* **Challenge**
In the entries below, take the part that opens with the line containing "-- select a point on the dark blue" and closes with the final line of the entries, both ends included. Lay it out as a Markdown table with the columns Row and Text, one numbered row per line, leaving out blank lines.

* **The input**
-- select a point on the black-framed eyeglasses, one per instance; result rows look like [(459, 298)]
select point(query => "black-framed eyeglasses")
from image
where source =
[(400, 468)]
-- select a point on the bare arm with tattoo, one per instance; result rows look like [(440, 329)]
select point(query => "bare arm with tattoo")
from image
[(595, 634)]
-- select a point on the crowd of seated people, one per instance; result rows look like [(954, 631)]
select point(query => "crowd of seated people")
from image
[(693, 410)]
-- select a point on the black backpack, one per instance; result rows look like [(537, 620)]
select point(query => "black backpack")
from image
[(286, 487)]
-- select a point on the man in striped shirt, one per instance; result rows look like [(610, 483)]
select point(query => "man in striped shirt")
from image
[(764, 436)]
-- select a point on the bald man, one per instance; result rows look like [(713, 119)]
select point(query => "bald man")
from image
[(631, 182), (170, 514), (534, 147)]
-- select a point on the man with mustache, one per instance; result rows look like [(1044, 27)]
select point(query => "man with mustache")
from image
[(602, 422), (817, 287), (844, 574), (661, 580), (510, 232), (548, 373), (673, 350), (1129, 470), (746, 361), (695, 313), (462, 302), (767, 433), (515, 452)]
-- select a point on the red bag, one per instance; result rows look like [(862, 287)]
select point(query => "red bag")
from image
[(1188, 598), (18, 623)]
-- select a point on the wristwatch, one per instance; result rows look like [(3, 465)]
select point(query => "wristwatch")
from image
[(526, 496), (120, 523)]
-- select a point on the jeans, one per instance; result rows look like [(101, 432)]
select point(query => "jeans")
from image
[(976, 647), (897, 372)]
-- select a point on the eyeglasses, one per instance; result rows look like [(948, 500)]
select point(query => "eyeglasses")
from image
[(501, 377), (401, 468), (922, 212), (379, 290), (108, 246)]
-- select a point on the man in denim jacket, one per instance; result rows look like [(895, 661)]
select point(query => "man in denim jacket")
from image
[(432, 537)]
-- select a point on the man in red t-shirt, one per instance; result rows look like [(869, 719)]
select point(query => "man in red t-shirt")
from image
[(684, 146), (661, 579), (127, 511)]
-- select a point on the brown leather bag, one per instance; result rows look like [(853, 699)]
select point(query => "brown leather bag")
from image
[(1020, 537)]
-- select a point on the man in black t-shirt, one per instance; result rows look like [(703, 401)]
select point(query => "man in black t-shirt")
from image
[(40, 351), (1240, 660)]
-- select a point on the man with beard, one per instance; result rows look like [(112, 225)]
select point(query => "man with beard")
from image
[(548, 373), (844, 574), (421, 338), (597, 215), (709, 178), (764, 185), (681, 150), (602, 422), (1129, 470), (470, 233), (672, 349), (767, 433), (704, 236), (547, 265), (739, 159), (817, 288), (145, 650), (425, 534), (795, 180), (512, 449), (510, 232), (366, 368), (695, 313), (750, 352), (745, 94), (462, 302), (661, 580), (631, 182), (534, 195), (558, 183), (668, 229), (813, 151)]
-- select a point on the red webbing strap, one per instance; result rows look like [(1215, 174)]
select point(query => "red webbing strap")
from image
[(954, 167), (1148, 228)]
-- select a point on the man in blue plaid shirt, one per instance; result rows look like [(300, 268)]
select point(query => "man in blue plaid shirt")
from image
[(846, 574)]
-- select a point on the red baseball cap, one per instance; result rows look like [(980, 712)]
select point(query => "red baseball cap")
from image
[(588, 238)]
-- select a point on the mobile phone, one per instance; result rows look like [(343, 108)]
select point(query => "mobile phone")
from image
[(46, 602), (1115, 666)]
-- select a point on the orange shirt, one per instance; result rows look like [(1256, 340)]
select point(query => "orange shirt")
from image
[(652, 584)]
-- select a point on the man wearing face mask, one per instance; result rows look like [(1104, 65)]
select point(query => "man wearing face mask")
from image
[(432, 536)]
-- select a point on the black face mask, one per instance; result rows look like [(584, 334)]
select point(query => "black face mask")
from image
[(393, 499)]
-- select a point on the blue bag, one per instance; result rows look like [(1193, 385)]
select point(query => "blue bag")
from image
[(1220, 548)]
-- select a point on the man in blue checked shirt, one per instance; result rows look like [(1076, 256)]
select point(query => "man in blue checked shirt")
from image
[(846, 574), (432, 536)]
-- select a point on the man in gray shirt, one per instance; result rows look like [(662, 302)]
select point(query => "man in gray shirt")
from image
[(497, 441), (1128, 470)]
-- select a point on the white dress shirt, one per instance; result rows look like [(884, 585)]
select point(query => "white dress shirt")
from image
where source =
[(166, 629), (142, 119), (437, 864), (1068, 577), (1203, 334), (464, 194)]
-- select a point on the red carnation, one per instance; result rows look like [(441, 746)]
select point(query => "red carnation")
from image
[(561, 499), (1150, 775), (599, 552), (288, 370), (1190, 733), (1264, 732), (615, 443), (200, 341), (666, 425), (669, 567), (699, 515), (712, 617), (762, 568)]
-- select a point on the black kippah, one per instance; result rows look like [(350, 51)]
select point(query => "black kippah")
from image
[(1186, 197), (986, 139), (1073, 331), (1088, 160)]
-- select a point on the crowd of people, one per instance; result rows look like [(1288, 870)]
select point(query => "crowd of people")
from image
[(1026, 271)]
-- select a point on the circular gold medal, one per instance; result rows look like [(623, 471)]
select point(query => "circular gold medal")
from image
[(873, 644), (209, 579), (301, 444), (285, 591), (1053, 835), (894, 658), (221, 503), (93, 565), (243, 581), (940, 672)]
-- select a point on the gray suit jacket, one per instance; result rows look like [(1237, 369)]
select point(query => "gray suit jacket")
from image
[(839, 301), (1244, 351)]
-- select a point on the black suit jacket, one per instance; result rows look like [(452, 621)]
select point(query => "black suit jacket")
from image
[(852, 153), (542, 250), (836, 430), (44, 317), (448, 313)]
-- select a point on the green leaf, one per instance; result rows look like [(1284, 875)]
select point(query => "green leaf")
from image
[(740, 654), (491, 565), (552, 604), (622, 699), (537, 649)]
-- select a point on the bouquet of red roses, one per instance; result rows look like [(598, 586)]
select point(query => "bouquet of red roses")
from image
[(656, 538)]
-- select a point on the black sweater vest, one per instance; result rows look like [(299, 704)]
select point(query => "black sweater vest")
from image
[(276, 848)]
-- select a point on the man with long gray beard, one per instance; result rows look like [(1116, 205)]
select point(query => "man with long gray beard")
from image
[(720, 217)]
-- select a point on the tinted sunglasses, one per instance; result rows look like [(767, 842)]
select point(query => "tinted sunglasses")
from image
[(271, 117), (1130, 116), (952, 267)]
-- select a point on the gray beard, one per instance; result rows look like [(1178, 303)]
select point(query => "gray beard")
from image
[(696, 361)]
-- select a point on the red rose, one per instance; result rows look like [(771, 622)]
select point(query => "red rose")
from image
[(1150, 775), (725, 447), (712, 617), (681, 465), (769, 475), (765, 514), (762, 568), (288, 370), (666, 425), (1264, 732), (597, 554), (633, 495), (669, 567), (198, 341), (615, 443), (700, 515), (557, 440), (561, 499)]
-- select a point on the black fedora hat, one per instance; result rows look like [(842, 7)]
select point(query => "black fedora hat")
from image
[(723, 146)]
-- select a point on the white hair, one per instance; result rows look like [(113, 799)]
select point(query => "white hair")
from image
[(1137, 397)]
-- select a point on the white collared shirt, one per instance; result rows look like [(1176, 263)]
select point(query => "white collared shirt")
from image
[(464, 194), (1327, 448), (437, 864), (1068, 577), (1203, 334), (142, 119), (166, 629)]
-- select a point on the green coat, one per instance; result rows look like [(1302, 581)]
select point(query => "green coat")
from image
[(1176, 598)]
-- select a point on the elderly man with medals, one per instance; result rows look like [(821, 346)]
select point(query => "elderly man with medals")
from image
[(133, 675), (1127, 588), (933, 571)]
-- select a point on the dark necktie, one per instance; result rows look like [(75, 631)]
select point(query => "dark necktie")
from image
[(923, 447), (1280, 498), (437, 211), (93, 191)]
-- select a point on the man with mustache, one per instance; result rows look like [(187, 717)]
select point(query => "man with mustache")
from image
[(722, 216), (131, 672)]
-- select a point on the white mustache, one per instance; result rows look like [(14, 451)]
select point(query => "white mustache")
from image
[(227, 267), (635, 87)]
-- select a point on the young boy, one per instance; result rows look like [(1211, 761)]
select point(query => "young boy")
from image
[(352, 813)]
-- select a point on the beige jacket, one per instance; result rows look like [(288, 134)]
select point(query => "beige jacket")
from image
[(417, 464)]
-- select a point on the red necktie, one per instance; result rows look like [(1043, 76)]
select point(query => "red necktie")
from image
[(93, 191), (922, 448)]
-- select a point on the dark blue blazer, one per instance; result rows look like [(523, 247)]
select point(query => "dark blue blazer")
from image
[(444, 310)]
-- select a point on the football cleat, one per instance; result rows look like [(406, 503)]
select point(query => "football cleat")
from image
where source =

* **The response**
| Row | Text |
|---|---|
| 1 | -- select a point on the dark blue blazer, one per instance; result rows look like [(523, 247)] |
| 2 | select point(query => "dark blue blazer") |
| 3 | from image |
| 4 | [(444, 310)] |
| 5 | -- select a point on the football cleat, one per instance; result rows look like [(406, 503)] |
| 6 | select point(query => "football cleat") |
| 7 | from image |
| 8 | where source = |